Exercise inputs Block Start

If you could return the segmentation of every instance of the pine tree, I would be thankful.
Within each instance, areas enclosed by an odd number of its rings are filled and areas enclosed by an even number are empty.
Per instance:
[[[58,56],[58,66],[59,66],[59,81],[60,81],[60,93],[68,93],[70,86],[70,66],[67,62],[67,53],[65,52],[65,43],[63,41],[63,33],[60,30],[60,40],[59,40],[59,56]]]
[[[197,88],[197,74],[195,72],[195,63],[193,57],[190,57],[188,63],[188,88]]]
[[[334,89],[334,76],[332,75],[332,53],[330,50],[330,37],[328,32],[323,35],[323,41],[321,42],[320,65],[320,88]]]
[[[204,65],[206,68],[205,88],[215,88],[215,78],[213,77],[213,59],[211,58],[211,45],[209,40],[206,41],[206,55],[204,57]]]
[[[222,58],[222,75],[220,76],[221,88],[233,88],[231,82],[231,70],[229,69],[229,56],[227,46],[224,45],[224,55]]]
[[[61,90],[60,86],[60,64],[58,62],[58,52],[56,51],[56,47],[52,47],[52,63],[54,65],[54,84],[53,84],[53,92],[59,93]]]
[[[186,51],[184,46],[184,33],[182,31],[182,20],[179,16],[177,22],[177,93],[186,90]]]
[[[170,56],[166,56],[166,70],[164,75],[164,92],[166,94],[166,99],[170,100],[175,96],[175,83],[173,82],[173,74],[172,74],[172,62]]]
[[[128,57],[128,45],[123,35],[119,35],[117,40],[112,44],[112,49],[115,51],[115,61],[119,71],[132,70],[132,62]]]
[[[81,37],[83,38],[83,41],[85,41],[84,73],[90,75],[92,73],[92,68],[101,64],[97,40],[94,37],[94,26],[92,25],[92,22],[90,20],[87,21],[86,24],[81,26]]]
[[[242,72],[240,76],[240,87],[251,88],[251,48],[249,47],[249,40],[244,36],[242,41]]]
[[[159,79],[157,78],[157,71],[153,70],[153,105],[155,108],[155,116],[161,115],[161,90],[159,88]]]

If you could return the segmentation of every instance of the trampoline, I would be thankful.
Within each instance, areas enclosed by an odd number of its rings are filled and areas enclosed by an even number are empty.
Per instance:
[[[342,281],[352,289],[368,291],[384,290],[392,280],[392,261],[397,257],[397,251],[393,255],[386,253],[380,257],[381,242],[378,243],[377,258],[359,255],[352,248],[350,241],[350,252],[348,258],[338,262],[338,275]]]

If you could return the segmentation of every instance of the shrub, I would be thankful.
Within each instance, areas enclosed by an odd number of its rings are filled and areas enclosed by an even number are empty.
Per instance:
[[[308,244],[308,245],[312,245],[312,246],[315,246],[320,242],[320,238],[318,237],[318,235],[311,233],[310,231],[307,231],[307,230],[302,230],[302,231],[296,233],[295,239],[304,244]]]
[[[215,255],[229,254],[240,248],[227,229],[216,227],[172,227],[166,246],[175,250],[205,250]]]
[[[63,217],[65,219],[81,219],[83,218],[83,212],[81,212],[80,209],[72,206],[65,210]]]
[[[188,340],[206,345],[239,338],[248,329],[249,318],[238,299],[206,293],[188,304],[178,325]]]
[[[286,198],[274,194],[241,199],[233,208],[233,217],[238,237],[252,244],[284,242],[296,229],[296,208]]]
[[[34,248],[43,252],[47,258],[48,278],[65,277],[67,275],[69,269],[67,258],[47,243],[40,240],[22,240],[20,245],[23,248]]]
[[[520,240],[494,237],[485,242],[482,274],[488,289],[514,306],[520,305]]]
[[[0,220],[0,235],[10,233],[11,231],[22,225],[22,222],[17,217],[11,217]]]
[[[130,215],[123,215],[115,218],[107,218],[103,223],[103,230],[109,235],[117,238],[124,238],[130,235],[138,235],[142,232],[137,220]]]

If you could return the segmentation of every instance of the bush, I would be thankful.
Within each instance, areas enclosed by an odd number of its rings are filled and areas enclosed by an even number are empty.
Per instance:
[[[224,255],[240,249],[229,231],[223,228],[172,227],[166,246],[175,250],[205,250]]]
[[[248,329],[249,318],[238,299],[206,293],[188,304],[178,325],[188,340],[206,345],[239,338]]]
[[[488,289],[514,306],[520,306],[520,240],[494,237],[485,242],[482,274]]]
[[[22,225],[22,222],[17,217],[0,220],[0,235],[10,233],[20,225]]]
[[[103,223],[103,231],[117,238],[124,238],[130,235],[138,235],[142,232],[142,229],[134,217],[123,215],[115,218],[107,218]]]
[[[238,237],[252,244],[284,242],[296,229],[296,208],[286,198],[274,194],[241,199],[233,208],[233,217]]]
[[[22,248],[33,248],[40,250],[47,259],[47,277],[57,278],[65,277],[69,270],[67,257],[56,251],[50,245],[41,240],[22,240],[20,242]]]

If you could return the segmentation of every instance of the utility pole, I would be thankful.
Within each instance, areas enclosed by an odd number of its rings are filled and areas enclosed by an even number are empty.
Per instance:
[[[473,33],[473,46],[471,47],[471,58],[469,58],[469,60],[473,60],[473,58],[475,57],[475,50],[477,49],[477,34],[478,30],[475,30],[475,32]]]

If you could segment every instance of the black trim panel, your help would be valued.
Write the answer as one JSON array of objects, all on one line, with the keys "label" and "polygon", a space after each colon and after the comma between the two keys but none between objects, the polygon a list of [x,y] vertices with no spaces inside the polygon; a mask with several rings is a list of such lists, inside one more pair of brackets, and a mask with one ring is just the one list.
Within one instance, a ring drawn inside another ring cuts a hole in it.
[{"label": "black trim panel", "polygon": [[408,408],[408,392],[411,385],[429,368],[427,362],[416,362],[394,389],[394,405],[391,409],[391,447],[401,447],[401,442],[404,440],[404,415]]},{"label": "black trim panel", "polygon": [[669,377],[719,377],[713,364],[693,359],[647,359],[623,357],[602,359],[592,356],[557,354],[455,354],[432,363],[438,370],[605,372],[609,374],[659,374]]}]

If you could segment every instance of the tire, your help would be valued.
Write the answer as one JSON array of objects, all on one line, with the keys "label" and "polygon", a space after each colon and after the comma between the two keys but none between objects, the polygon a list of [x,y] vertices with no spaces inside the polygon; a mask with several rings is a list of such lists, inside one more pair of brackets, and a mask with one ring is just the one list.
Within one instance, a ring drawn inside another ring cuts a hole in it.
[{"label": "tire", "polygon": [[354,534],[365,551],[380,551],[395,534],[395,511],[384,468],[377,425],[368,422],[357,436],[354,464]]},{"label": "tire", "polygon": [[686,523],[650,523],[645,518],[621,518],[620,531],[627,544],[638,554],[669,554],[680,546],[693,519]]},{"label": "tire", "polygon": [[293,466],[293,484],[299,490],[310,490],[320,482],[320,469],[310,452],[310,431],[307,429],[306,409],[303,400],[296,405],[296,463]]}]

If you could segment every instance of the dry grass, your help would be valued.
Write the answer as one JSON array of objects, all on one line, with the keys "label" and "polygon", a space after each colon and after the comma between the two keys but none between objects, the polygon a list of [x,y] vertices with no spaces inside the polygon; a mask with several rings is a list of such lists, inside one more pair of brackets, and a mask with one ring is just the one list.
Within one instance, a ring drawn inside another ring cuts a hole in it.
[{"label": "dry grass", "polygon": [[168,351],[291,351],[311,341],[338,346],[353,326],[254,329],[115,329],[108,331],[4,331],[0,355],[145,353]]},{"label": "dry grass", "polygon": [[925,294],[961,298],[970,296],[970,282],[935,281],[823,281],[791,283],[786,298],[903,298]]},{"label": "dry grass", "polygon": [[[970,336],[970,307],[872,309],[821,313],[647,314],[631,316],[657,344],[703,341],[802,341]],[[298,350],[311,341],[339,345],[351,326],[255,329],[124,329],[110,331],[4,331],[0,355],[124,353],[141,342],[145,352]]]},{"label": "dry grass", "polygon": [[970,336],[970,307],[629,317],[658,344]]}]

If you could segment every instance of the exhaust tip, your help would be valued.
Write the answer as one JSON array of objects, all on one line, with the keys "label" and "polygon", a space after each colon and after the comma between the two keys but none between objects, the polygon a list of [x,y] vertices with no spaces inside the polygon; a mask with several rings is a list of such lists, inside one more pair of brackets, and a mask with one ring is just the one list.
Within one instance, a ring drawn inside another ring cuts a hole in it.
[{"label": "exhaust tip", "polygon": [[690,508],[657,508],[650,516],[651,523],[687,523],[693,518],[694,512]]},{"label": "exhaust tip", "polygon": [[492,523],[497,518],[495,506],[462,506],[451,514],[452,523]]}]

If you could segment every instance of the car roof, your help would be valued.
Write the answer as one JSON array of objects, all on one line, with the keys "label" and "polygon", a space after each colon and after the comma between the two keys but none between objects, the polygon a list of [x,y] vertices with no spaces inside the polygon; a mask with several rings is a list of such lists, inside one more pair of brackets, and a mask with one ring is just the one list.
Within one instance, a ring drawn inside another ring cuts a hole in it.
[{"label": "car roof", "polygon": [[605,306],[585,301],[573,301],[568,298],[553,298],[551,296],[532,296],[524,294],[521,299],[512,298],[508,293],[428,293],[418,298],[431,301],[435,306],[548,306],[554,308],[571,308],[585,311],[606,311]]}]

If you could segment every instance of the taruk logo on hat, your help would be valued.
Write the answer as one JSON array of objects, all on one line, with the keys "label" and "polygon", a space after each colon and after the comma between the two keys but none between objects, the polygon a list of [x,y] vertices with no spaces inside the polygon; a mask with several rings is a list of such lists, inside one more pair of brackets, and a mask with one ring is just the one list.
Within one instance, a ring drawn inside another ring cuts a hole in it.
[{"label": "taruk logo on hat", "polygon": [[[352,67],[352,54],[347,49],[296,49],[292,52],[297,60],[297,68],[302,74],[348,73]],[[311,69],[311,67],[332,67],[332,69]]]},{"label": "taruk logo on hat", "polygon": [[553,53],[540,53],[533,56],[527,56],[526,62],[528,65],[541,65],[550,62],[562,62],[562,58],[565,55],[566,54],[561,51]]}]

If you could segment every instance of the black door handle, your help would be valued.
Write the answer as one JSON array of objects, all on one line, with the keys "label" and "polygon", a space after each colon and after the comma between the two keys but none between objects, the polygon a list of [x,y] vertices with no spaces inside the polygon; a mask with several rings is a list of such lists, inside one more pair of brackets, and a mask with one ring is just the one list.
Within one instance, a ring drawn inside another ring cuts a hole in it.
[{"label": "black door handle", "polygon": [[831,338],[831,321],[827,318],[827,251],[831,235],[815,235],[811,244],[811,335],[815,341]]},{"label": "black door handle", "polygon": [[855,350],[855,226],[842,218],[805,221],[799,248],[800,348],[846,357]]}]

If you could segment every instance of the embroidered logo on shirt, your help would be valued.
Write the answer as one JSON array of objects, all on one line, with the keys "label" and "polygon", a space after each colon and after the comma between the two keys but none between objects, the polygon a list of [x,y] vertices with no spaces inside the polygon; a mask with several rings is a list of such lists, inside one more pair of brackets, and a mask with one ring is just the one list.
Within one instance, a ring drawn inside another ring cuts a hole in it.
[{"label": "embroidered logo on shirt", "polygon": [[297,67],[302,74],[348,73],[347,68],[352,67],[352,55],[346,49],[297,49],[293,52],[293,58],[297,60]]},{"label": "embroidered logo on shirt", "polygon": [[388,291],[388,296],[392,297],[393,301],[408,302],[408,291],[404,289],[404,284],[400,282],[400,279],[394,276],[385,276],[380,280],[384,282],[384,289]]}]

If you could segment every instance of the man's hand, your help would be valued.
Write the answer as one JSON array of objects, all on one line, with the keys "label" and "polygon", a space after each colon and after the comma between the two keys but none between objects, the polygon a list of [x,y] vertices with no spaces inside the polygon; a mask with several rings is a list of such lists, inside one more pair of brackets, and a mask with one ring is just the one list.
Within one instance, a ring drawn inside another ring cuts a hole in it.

Exercise inputs Block End

Instructions for the task » Every line above in which the word "segmentation" occurs needs to be copied.

Response below »
If you could return the segmentation of every instance of the pine tree, I would be thankful.
If you could return the segmentation of every instance of the trampoline, I would be thankful.
If you could return the segmentation of every instance of the shrub, I would be thankful.
If you could return the segmentation of every instance of the bush, I would be thankful.
If you could return the segmentation of every instance of the utility pole, I would be thankful.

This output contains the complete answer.